- _YOUR GOAL_: The answer must be every line of the data that holds the word "water".

Natural language region descriptions
══════

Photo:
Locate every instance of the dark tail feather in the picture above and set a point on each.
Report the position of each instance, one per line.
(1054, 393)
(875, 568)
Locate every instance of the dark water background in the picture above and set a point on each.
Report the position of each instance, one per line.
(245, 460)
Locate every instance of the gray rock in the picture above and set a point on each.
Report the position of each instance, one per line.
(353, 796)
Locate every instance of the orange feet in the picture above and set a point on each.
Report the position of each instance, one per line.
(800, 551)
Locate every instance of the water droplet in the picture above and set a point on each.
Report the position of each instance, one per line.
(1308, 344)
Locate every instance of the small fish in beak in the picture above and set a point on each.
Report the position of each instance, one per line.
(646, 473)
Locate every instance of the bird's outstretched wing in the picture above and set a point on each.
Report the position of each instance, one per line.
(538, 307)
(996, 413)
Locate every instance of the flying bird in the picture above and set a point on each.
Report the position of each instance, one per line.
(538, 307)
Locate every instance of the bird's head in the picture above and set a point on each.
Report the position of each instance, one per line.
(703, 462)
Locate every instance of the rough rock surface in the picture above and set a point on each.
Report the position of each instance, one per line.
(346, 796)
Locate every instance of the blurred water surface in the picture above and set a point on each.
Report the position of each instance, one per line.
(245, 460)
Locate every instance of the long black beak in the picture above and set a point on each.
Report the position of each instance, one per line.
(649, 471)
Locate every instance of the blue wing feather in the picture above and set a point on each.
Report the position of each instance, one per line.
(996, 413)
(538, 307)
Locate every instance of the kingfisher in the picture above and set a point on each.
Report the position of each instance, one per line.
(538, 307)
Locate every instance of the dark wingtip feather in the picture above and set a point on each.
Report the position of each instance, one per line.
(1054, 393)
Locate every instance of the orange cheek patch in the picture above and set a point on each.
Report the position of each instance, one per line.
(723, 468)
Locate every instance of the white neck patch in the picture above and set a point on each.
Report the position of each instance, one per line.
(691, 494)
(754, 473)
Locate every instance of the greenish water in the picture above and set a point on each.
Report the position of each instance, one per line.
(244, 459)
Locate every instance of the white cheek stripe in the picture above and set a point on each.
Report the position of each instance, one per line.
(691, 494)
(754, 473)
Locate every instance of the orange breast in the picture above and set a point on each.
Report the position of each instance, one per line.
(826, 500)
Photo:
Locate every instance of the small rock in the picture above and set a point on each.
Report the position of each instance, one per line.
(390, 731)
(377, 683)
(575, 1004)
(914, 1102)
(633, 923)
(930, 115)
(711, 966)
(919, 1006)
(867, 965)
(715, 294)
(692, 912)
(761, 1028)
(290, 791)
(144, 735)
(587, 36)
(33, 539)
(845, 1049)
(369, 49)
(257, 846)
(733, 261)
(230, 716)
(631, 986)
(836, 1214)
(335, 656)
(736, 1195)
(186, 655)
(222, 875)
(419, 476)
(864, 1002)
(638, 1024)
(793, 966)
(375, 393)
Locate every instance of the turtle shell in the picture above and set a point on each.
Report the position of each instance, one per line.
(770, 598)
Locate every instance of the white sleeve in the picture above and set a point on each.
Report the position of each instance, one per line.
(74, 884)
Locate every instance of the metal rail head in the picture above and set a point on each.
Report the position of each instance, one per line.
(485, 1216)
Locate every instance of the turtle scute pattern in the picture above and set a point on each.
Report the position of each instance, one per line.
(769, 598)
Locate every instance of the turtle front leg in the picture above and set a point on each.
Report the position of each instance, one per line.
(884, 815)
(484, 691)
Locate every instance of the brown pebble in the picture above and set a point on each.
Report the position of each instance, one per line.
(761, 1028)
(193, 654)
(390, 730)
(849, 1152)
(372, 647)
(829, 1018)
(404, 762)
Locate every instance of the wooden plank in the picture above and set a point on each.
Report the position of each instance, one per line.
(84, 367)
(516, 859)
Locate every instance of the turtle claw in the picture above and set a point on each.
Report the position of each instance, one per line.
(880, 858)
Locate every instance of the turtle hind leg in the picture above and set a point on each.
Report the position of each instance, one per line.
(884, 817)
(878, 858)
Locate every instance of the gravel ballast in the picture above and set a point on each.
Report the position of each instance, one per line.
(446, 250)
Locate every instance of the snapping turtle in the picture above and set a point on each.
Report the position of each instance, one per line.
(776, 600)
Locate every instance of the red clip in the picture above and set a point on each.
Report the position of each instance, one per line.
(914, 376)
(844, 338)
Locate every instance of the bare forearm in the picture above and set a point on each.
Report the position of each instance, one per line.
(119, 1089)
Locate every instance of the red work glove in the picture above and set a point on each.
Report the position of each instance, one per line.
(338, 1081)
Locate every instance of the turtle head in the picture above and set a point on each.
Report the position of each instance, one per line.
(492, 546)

══════

- _SOLVED PROBLEM_:
Locate every instance of the dark water background in the picture above and set a point on each.
Locate every instance of the water droplet in the picture above and set a point on each.
Locate every instance of the blurred water surface in the picture above and set a point on each.
Locate every instance of the greenish water in the picture above and set a point on each.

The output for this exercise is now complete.